### WRITTEN TASK
Please pick out every line of the records below that contains the string "blurred", and copy each one.

Point annotation records
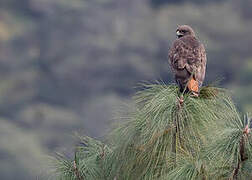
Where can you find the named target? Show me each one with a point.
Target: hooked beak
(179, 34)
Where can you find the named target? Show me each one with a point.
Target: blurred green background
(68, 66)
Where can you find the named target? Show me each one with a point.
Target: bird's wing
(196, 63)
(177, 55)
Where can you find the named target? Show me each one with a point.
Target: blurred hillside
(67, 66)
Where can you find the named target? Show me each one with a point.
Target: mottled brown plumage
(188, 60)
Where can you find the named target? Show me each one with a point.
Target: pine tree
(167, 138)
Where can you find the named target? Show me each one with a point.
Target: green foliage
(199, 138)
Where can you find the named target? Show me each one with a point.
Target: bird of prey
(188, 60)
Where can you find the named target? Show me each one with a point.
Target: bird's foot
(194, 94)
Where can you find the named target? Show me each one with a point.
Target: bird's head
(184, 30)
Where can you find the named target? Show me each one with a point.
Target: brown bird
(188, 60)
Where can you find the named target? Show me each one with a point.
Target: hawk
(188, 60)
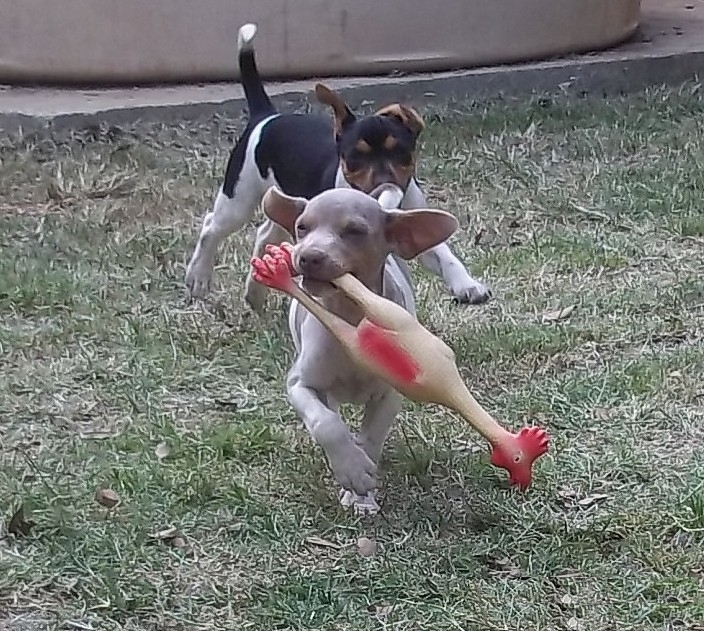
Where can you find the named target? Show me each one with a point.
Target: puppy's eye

==

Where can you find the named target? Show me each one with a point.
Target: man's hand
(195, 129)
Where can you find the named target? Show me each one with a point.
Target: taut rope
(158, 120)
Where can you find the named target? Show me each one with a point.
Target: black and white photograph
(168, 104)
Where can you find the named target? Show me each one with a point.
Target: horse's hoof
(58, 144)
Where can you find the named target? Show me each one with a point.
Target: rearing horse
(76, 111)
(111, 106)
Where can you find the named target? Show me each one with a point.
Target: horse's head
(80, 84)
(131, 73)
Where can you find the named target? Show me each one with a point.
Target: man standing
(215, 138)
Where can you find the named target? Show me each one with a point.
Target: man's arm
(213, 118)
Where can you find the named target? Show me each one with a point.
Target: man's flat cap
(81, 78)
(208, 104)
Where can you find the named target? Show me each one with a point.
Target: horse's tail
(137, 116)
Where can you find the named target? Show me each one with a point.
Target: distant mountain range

### OUTPUT OF THE EXERCISE
Target: blurred green background
Target: blurred hillside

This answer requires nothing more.